## Daftar Tugas
A. Menurut cuplikan halaman tentang darul Islam, apa yang menjadi manath hukum dalam menentukan status suatu negeri?
B. Saring data dan salin setiap baris yang memuat kata "pair".

## Cuplikan Halaman
☆ ☆ ☆ ☆ ☆

Maka yang terang dari pembatasan definisi darul Islam dan darul kufri wal harbi menurut para ulama, bahwa yang menjadi manath3 hukum disini ialah bentuk hukum yang dinampakkan di dalam negeri tersebut. Maka kapanpun hukum Islam ditegakkan disana, status teritorial tersebut menjadi darul Islam walaupun mayoritas penduduknya orang-orang kafir. Dan kapanpun hukum kafir yang ditegakkan -maksudnya hukum yang ditegakkan di dalamnya selain hukum Islam- maka disebut darul kufri wal harbi, walaupun kenyataannya mayoritas penduduknya muslim.
3Manath adalah illat yaitu sifat yang tampak dan tetap dalam sebuah hukum atau dengan kata lain alasan pensyari’atan, contohnya illat diharamkannya arak adalah memabukkan, illat diharamkannya zina adalah merusak keturunan dan seterusnya -edt.

☆ ☆ ☆ ☆ ☆

## Data Tersedia
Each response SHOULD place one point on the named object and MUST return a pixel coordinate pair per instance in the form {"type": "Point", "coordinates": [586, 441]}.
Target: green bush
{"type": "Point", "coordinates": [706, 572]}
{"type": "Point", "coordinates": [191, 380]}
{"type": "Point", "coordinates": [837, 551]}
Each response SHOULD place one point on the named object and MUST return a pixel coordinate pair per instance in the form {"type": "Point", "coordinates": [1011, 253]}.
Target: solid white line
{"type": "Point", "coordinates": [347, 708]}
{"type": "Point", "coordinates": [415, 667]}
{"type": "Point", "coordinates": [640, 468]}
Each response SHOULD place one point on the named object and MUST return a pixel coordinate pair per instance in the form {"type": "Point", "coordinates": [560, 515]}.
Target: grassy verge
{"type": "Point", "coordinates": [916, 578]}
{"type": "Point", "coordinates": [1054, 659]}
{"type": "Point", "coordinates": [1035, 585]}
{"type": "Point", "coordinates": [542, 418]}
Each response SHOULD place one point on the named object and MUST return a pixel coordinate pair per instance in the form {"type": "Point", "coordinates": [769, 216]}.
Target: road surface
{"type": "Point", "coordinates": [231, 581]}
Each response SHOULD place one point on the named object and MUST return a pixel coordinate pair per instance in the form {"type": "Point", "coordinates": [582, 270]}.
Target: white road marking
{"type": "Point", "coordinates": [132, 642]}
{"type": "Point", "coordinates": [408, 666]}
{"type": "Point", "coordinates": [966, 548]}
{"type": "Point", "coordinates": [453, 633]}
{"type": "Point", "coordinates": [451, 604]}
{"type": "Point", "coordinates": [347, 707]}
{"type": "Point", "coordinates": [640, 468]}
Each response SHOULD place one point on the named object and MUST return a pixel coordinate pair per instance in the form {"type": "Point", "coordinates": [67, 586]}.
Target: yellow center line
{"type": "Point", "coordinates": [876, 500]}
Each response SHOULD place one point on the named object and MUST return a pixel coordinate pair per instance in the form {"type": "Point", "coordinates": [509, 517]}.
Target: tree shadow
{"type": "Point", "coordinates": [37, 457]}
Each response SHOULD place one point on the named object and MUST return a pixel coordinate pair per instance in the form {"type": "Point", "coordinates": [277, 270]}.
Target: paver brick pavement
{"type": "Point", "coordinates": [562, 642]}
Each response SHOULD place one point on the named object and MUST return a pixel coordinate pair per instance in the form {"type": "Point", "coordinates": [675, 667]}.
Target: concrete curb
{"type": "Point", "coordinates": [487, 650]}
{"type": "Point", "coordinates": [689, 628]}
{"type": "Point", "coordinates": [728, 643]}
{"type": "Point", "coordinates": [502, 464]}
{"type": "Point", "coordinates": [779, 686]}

☆ ☆ ☆ ☆ ☆

## Jawaban Tugas
A. Bentuk hukum yang dinampakkan di dalam negeri tersebut.

B.
Each response SHOULD place one point on the named object and MUST return a pixel coordinate pair per instance in the form {"type": "Point", "coordinates": [586, 441]}.
Each response SHOULD place one point on the named object and MUST return a pixel coordinate pair per instance in the form {"type": "Point", "coordinates": [1011, 253]}.
Each response SHOULD place one point on the named object and MUST return a pixel coordinate pair per instance in the form {"type": "Point", "coordinates": [560, 515]}.
Each response SHOULD place one point on the named object and MUST return a pixel coordinate pair per instance in the form {"type": "Point", "coordinates": [769, 216]}.
Each response SHOULD place one point on the named object and MUST return a pixel coordinate pair per instance in the form {"type": "Point", "coordinates": [582, 270]}.
Each response SHOULD place one point on the named object and MUST return a pixel coordinate pair per instance in the form {"type": "Point", "coordinates": [67, 586]}.
Each response SHOULD place one point on the named object and MUST return a pixel coordinate pair per instance in the form {"type": "Point", "coordinates": [509, 517]}.
Each response SHOULD place one point on the named object and MUST return a pixel coordinate pair per instance in the form {"type": "Point", "coordinates": [277, 270]}.
Each response SHOULD place one point on the named object and MUST return a pixel coordinate pair per instance in the form {"type": "Point", "coordinates": [675, 667]}.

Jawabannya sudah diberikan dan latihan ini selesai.